* [Supplied data]
____

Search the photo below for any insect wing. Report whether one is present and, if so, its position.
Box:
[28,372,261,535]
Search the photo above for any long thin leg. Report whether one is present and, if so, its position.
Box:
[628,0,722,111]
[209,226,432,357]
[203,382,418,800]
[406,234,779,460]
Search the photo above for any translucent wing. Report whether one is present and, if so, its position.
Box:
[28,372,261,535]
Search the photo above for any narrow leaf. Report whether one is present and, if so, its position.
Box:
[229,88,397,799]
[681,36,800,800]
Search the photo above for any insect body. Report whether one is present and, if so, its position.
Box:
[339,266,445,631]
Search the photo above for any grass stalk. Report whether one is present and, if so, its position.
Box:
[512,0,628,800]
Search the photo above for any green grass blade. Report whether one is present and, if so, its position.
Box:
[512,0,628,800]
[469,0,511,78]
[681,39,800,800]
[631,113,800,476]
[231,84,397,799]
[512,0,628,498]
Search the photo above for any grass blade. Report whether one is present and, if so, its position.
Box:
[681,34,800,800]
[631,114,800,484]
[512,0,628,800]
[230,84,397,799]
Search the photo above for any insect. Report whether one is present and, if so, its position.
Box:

____

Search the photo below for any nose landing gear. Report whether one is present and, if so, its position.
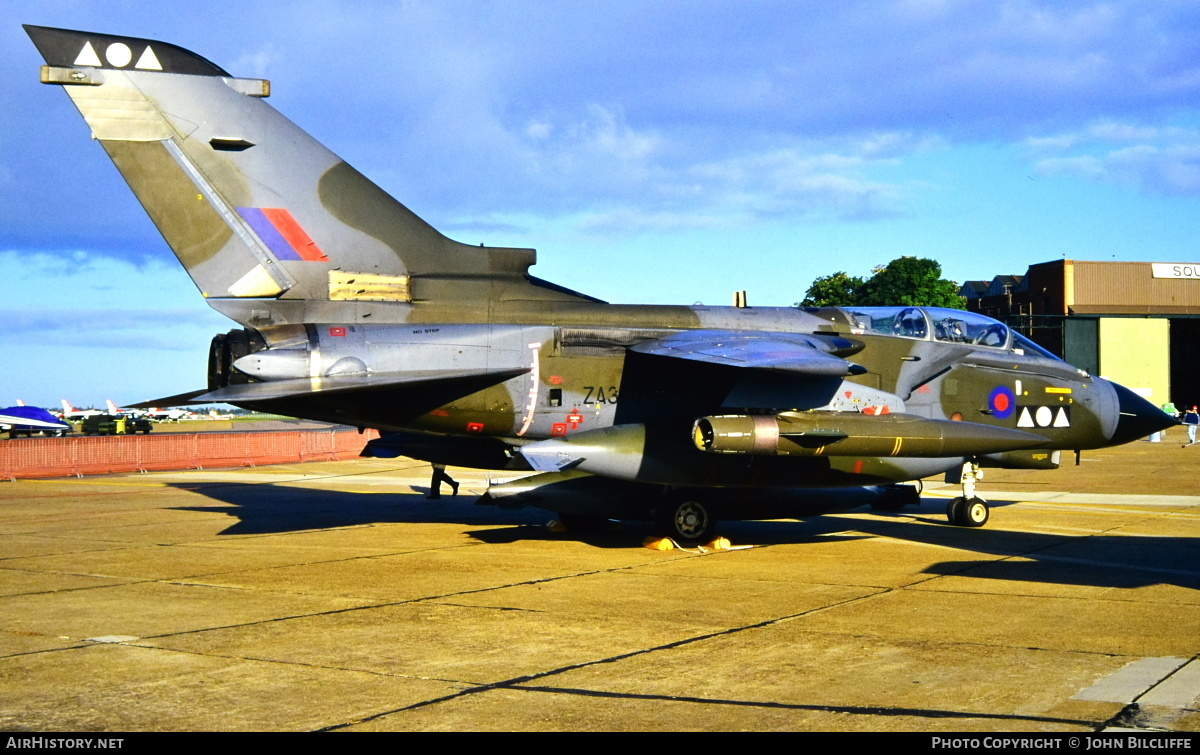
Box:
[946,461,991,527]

____

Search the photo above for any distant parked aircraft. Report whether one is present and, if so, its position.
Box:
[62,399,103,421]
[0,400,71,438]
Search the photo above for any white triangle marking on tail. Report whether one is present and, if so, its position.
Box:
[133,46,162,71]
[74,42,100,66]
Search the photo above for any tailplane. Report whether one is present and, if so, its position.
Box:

____

* [What to produce] Can you recast the lines above as a numbered list, starting with the line containing "Search the photo above for any long" and ending with the line containing "[681,36,800,800]", both included, with blank lines left out?

* [Solution for this problem]
1. Search the photo above for any long thin leg. Report whether one is present and, if so, its position.
2. Box:
3. [628,0,722,111]
4. [209,226,432,357]
5. [203,382,418,800]
6. [406,234,779,460]
7. Search the photo above for any translucent wing. Report whether one is present and, if so, its position.
8. Box:
9. [28,372,261,535]
10. Search the photo above for any narrow leaf. Report whether one is present and, if so, its position.
11. Box:
12. [229,88,397,799]
13. [681,36,800,800]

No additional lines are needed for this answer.